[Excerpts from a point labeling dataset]
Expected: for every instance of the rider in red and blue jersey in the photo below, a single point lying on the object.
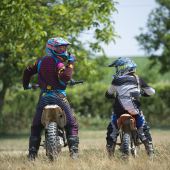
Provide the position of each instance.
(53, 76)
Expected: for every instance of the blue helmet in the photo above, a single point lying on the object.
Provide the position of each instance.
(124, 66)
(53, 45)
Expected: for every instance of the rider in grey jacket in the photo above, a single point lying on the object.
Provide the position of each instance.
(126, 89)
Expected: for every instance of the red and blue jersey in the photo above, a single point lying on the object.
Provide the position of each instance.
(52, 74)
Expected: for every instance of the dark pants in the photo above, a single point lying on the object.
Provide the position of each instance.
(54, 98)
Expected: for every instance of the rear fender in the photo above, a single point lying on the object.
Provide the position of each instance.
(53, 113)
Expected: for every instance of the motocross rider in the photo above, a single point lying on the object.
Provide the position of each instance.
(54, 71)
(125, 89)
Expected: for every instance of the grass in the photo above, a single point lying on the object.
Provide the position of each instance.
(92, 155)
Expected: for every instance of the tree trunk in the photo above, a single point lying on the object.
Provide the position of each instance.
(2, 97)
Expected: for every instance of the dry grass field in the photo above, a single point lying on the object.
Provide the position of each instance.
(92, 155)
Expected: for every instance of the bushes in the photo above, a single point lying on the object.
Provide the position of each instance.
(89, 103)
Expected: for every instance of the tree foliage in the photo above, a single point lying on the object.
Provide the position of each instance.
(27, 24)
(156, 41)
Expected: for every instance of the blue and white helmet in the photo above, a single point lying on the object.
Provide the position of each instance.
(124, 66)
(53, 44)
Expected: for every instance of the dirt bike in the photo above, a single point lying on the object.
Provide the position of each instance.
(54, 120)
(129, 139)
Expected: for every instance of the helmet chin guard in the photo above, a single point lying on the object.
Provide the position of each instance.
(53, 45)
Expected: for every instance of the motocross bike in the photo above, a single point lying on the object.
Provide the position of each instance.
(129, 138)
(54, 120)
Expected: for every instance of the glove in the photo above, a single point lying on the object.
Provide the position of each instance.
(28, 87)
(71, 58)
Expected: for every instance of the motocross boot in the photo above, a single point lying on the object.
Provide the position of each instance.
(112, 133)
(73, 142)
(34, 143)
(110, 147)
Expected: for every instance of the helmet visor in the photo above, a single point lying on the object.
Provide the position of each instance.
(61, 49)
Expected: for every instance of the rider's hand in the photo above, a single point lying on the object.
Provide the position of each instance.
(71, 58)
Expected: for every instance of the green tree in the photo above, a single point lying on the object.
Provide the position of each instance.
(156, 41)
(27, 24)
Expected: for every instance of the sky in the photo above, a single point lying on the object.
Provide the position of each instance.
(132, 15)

---

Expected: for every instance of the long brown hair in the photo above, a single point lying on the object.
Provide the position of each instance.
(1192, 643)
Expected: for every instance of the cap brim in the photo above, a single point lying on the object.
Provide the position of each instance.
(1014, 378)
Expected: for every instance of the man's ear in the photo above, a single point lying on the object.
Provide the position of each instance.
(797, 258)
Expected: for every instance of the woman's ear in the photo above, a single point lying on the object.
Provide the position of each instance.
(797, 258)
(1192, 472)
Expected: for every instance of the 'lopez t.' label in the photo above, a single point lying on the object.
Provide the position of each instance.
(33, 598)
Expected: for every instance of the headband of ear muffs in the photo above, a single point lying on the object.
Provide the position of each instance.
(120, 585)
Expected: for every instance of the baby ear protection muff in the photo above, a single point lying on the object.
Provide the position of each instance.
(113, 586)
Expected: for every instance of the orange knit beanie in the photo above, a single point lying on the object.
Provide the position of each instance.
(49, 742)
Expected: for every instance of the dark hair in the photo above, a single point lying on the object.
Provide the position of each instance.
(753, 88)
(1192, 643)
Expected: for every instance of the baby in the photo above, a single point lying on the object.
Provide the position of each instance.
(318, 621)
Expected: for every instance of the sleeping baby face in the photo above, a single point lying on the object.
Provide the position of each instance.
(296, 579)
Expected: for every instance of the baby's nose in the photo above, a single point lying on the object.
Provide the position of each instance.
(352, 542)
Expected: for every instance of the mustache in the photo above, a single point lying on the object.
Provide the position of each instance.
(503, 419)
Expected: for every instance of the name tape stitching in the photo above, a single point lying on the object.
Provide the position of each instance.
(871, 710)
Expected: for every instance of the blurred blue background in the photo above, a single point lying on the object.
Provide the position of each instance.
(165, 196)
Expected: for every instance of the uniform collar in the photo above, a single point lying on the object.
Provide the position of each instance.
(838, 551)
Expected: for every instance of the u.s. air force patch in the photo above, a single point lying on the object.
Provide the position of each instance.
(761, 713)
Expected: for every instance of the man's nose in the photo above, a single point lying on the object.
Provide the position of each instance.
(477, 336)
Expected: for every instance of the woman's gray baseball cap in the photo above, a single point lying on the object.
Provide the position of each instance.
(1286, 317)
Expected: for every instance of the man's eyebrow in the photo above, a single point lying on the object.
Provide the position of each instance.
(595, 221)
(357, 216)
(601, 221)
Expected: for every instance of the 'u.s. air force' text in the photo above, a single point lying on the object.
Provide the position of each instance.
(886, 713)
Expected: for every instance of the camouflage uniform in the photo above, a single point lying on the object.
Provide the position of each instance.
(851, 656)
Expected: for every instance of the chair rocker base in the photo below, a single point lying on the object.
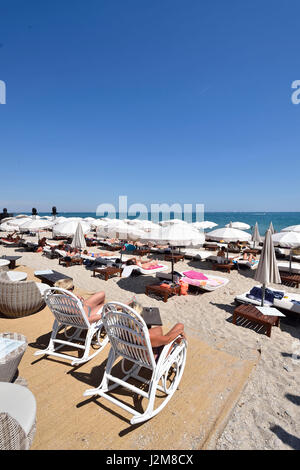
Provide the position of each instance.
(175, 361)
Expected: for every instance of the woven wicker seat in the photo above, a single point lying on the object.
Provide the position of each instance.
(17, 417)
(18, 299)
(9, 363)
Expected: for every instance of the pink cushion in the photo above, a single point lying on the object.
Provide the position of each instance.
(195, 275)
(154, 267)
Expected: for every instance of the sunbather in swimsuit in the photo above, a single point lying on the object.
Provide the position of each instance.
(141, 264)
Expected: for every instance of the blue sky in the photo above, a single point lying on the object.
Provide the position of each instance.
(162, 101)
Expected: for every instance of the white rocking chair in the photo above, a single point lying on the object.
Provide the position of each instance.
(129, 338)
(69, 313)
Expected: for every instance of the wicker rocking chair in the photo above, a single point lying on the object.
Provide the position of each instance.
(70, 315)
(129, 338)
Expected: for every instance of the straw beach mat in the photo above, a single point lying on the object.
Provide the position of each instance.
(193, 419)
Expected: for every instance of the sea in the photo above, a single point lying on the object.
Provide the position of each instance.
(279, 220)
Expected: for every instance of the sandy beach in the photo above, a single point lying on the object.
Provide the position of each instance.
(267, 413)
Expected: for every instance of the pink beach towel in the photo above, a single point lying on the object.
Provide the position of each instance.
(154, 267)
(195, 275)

== PROBLEM TO SOLVE ==
Find every line in the material above that contains the string "jersey" and copy each one. Case counts.

== CORRECT RESPONSE ==
Expected: for every instance of the rider in red and blue jersey in the photo below, a single point lying on the object.
Expected: for every instance of the red and blue jersey in the photo above, a single point lying on the object.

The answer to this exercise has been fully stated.